### Supplied data ###
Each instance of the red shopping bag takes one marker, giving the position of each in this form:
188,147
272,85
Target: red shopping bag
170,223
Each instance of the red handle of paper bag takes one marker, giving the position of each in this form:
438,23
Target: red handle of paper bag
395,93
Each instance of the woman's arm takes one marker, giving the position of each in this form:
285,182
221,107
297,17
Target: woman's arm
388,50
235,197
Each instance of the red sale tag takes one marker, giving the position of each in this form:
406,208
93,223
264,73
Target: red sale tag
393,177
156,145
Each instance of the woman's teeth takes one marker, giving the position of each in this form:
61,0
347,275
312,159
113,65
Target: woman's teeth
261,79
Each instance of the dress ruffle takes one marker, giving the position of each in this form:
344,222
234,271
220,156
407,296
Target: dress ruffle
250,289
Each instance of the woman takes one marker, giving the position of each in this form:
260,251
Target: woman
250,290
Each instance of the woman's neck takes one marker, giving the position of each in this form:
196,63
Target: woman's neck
###
Written task:
Copy out all the entries again with "marker" swapped for "dot" and everything else left as it is.

Completed exercise:
Each instance of the red shopping bag takes one dot, giving the position of each in this form:
188,147
272,85
Target: red shopping bag
170,223
Each instance of the red handle of paper bag takes one dot, giving the position of each in this form:
438,23
Target: red handle of paper bag
395,93
Each instance of the woman's arm takes one dot, giving the position of each in this form:
285,182
221,107
297,17
Target: woman's arm
388,50
235,197
Each instance of the red sale tag takes one dot, giving the position of each in this form:
406,208
93,223
264,73
Target: red sale tag
393,177
156,145
Each instance of the woman's teeth takes one dot, giving the position of each in this form:
61,0
347,275
312,159
113,65
Target: woman's teeth
261,79
Each instance of the dress ruffle takes one dot, giving the position of each in this form:
344,222
234,271
220,156
407,296
Target: dress ruffle
250,289
Each instance of the woman takes one dot, giving the position of each in this form:
260,251
Target: woman
250,290
Each instance of the woman's neck takes one dot, giving the position of each in this form:
196,63
Target: woman's neck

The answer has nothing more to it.